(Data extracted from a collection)
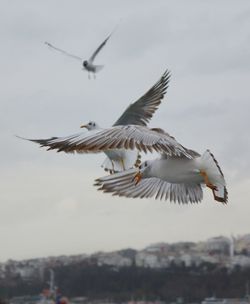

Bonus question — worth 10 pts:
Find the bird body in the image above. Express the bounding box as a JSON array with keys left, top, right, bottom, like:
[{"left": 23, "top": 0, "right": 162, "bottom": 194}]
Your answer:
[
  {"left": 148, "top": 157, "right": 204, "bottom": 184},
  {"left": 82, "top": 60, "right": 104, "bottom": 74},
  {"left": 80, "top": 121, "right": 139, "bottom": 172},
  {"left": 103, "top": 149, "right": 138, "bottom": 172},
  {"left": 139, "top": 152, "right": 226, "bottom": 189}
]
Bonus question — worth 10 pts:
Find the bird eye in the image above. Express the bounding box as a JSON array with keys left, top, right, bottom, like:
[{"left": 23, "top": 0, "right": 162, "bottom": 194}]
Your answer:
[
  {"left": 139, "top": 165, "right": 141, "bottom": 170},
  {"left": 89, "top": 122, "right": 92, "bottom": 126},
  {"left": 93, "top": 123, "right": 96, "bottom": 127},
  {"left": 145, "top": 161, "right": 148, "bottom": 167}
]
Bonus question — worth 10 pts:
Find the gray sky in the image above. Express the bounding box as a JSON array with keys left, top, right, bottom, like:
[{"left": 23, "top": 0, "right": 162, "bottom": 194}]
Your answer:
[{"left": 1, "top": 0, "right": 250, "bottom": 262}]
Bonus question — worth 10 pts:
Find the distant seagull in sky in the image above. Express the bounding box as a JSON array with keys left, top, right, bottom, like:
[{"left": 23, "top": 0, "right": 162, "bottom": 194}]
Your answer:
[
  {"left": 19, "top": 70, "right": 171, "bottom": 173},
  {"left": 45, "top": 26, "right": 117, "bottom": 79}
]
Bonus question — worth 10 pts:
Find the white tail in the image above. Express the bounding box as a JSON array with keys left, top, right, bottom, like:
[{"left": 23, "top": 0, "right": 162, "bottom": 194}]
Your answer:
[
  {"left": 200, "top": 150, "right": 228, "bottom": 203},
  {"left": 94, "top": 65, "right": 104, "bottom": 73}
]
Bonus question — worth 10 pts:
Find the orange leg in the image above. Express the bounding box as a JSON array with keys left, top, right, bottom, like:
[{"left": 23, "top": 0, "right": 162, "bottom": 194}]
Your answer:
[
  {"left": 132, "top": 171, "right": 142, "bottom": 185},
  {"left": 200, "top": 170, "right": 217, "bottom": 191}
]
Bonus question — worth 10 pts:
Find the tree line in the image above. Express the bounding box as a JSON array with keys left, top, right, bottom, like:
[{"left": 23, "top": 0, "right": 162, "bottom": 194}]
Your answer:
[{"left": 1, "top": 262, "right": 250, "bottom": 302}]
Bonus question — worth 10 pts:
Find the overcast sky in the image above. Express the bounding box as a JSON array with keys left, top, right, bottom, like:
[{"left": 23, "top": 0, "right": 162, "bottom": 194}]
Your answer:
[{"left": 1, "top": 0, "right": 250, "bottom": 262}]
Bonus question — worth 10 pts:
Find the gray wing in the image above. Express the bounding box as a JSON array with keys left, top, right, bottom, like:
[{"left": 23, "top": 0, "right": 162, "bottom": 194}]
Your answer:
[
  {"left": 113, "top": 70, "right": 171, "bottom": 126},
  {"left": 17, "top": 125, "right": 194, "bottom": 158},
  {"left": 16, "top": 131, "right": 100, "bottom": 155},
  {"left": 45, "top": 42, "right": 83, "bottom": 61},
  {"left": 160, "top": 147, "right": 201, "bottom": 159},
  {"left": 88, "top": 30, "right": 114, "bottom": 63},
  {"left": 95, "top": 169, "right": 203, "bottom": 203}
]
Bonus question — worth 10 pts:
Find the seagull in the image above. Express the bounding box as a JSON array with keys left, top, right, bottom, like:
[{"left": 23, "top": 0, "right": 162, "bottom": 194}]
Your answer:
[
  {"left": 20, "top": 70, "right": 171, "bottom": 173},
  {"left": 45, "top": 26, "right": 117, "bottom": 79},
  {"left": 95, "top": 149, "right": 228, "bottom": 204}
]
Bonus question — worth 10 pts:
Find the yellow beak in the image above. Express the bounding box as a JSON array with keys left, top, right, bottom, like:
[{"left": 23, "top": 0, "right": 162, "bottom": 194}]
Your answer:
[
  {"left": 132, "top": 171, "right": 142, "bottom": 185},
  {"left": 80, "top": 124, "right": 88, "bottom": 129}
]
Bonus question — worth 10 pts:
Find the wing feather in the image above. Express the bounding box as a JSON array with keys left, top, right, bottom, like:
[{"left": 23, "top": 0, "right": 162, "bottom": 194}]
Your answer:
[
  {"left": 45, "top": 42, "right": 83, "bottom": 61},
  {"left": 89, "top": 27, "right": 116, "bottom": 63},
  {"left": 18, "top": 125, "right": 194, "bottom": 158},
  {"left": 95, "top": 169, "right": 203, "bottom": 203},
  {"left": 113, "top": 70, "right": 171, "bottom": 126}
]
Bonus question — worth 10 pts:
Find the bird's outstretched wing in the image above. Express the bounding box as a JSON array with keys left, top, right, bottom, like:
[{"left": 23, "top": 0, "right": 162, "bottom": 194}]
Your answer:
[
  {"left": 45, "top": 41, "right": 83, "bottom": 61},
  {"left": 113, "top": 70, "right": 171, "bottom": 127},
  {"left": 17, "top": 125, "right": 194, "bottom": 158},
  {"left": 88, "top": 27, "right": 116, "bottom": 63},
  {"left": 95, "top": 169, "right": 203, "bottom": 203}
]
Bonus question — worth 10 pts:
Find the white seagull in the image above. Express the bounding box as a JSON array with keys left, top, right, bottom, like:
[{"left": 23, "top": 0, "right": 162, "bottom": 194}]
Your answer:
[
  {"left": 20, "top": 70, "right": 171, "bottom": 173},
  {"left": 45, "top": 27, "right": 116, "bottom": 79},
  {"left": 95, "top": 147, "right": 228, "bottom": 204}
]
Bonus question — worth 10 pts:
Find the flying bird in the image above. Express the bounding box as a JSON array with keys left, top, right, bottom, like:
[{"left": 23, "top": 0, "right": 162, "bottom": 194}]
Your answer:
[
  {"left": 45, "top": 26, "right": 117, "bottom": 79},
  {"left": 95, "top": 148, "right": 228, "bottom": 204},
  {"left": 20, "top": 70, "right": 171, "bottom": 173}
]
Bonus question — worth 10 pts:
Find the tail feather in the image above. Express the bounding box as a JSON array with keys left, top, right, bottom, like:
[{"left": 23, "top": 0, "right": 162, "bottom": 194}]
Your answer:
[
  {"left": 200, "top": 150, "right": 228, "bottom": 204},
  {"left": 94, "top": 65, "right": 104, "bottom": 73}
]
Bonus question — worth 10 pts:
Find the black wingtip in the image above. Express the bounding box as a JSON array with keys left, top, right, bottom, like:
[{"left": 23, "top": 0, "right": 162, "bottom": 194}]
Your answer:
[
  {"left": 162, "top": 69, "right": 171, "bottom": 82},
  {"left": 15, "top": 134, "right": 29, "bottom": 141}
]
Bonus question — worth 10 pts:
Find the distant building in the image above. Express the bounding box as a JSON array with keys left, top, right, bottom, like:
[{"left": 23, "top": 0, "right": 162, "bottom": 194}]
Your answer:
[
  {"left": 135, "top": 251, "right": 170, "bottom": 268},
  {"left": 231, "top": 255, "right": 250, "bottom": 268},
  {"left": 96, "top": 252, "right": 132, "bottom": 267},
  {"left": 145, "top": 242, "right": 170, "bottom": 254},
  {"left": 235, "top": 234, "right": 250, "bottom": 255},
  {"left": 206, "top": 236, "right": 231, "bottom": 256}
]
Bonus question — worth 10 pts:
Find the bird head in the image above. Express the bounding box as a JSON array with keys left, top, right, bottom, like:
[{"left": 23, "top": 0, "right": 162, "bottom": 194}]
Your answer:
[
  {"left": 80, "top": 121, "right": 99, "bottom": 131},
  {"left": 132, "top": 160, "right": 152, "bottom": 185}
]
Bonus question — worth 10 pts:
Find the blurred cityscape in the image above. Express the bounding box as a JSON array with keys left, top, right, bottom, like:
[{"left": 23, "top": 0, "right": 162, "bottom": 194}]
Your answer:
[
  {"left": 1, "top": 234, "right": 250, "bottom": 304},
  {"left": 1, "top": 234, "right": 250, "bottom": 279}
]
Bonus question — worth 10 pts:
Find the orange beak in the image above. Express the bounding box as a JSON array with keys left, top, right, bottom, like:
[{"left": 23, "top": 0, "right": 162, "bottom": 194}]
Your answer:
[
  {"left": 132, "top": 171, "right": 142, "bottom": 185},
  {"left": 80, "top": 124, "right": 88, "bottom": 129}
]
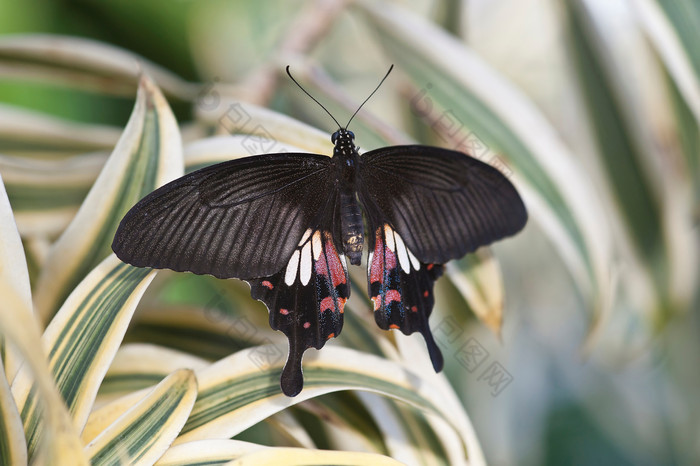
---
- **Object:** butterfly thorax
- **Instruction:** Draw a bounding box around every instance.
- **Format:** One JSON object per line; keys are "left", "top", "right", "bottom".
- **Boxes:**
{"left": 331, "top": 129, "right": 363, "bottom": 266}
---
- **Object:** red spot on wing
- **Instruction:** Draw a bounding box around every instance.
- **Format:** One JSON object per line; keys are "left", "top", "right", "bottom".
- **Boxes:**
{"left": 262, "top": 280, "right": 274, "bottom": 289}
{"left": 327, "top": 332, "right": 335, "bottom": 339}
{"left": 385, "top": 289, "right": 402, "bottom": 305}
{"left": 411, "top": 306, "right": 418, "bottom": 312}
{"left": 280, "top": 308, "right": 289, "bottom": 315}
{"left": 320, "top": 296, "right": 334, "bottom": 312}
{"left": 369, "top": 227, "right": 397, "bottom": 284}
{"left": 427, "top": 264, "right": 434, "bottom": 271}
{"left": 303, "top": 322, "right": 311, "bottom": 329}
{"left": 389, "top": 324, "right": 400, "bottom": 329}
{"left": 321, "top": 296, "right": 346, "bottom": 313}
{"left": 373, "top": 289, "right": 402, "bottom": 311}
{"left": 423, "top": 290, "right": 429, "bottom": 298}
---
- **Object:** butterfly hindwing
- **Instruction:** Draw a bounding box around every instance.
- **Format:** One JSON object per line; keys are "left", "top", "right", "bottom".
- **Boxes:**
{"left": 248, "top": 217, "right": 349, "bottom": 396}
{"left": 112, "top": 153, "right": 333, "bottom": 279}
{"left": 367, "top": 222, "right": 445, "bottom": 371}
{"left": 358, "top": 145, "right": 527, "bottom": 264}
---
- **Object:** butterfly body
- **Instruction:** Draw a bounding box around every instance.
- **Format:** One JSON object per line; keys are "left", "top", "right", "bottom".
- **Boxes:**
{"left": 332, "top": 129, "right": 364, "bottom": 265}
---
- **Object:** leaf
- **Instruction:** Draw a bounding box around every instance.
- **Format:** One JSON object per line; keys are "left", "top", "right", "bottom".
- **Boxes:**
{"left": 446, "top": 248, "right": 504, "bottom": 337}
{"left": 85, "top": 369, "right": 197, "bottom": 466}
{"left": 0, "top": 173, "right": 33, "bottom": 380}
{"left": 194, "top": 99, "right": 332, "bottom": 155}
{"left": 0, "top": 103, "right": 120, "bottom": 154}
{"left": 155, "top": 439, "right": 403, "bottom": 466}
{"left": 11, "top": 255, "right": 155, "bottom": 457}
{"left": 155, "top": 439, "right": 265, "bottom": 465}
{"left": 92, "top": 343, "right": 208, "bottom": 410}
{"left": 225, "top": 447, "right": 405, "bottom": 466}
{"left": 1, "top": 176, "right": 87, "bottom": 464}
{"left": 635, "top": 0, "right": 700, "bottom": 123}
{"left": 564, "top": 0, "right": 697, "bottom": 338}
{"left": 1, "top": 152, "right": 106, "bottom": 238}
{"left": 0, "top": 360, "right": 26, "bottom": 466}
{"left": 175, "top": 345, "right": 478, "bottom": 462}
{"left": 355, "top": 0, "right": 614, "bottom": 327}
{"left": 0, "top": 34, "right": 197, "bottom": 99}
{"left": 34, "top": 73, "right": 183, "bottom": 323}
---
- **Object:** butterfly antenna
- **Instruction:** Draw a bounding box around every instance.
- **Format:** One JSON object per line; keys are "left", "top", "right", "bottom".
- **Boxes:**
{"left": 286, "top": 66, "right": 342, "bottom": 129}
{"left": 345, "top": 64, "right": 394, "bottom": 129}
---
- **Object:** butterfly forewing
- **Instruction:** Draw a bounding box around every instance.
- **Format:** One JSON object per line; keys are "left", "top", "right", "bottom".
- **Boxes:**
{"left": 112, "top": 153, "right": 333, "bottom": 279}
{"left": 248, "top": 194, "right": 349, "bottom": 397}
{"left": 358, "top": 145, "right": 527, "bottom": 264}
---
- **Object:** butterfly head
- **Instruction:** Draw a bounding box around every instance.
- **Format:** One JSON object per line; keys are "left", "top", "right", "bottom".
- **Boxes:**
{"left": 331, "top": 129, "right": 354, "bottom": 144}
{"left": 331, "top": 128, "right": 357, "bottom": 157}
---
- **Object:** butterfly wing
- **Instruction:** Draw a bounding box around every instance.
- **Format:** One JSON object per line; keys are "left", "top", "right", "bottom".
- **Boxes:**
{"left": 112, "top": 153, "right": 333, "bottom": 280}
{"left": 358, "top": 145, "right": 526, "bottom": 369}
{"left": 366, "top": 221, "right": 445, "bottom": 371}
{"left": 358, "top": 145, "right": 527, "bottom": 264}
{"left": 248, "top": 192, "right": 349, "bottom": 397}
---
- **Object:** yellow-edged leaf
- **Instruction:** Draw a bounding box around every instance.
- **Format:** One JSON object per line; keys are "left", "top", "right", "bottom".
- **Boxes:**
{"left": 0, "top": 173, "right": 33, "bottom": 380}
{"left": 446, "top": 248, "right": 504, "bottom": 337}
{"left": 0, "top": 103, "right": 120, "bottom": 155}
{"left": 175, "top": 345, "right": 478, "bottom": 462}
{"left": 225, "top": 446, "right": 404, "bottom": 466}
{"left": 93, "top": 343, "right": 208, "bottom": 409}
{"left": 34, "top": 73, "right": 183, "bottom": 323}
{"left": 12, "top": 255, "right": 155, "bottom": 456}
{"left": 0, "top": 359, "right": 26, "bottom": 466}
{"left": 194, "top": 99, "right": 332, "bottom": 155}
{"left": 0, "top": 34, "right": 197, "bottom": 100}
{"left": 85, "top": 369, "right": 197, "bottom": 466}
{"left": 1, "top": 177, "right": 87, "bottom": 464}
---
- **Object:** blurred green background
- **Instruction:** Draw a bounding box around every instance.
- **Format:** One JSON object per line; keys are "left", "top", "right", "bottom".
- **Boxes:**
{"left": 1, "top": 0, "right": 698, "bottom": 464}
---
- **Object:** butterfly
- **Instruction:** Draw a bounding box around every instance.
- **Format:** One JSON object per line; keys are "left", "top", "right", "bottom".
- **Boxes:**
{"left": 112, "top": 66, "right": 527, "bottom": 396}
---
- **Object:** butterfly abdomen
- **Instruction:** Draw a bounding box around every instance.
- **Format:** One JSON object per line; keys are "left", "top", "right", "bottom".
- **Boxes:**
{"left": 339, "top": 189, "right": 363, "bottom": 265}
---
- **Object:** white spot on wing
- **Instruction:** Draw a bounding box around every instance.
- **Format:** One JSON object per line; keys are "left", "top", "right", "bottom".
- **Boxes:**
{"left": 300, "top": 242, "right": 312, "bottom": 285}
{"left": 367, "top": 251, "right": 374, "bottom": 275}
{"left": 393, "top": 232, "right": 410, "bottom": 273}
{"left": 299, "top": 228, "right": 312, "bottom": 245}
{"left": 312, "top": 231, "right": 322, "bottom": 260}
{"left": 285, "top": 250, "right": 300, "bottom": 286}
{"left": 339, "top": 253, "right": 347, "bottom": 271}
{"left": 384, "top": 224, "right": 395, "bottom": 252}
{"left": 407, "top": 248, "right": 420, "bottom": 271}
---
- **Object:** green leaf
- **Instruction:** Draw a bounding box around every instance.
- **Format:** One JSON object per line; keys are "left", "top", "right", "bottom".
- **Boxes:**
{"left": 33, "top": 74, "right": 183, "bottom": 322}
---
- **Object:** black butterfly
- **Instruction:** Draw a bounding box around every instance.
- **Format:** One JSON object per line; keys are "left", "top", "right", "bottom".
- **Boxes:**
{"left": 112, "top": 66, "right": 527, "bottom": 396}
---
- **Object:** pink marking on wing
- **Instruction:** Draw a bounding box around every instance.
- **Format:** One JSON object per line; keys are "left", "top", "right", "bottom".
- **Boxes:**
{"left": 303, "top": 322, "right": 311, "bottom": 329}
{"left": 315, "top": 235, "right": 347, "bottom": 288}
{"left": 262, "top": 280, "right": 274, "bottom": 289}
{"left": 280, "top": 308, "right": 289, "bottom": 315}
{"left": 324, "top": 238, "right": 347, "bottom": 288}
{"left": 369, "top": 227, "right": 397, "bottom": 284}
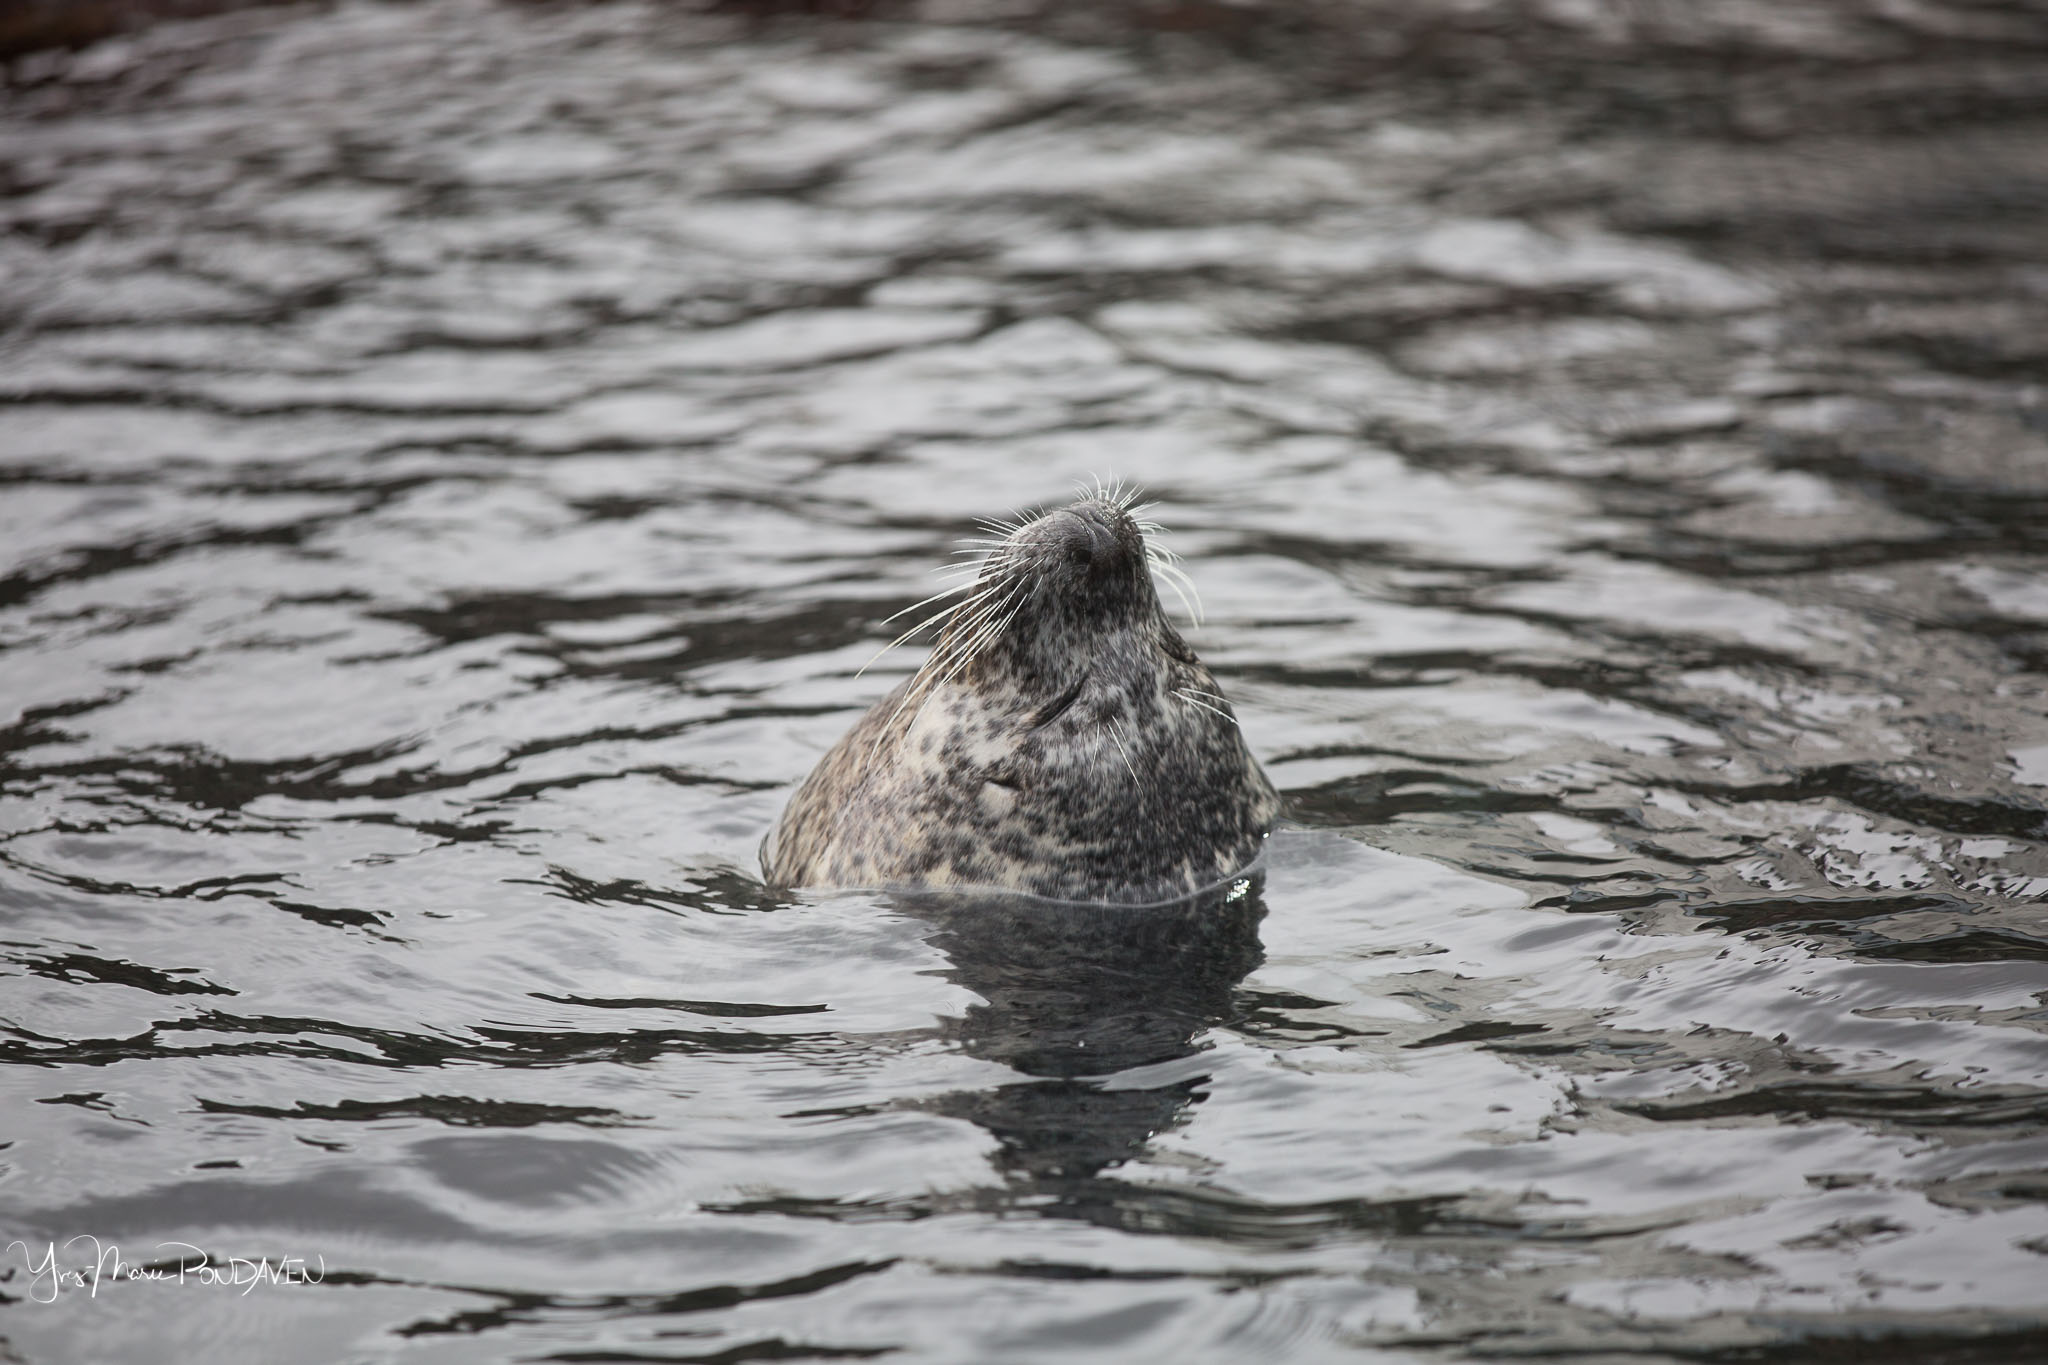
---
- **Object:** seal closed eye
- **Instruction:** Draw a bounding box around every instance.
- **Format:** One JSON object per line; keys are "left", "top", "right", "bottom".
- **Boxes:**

- **Exercise prompt**
Of the lines above, show those in which "green" appears.

- **Response**
- **Object:** blurred green background
- **Object:** green leaf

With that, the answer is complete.